** SET EXERCISE **
Restate, word for word, all of the material shown below.

Data listing:
- - - - -

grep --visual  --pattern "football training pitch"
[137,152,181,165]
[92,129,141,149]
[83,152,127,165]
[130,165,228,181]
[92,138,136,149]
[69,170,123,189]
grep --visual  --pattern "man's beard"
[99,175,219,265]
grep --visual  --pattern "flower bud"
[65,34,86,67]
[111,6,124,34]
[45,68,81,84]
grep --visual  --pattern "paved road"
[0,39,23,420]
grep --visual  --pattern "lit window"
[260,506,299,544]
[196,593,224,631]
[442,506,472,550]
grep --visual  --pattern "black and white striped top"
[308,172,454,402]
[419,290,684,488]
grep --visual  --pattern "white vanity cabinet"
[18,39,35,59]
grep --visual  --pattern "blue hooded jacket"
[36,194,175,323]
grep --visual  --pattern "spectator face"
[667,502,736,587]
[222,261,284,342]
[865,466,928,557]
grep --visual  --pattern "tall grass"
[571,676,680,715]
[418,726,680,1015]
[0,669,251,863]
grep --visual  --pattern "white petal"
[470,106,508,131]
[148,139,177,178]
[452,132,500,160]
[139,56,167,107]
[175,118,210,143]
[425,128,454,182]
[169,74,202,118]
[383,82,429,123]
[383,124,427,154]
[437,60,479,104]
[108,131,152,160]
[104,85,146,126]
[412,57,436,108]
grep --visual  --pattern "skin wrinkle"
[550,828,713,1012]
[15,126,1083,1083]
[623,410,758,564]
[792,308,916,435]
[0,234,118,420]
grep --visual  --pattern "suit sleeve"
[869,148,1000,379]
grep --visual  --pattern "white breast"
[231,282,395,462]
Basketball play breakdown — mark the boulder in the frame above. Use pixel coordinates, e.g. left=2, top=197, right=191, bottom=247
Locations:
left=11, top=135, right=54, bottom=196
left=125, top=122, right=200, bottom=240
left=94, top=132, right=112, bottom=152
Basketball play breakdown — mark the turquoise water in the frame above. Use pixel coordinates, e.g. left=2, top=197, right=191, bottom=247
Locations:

- - - - -

** FINISHED EXERCISE **
grep --visual  --pattern "football training pitch"
[137,152,181,165]
[92,129,141,149]
[83,152,127,165]
[130,165,228,181]
[92,138,136,149]
[69,170,123,189]
grep --visual  --pattern "man's beard"
[99,175,219,265]
grep --visual  --pattern "flower bud"
[65,34,86,67]
[111,6,124,34]
[45,68,81,84]
grep --visual  --pattern "paved road"
[0,39,23,420]
grep --visual  --pattern "lit window"
[260,506,299,544]
[196,593,224,631]
[442,506,472,550]
grep --visual  --pattern "black and white striped top"
[308,172,454,402]
[419,290,684,488]
grep --visual  --pattern "white vanity cabinet"
[18,39,35,59]
grep --visual  --pattern "blue hooded jacket"
[36,194,175,323]
grep --visual  --pattern "spectator face"
[667,502,736,587]
[222,261,284,342]
[865,466,928,557]
grep --visual  --pattern "tall grass"
[571,676,680,715]
[418,726,680,1015]
[0,669,251,863]
grep --visual  --pattern "white petal"
[470,106,508,131]
[148,139,177,178]
[452,132,500,160]
[139,56,167,107]
[175,118,210,143]
[425,128,454,182]
[169,74,202,118]
[383,82,429,123]
[383,124,427,154]
[437,60,479,104]
[108,131,152,160]
[104,85,146,126]
[412,57,436,108]
grep --visual  --pattern "skin wrinkle"
[550,828,713,1012]
[15,126,1083,1083]
[623,410,758,564]
[792,308,916,435]
[0,234,118,420]
grep --visual  --pattern "suit sleeve"
[869,148,1000,379]
grep --visual  --pattern "white breast"
[231,282,395,462]
Basketball play breakdown — mark the boulder in the frame above. Use pixel coordinates, e.g. left=2, top=197, right=191, bottom=247
Locations:
left=11, top=135, right=54, bottom=196
left=125, top=122, right=200, bottom=240
left=94, top=132, right=112, bottom=152
Basketball play breakdown — mark the turquoise water in the frame above. Use pixel coordinates, e.g. left=2, top=197, right=191, bottom=247
Locations:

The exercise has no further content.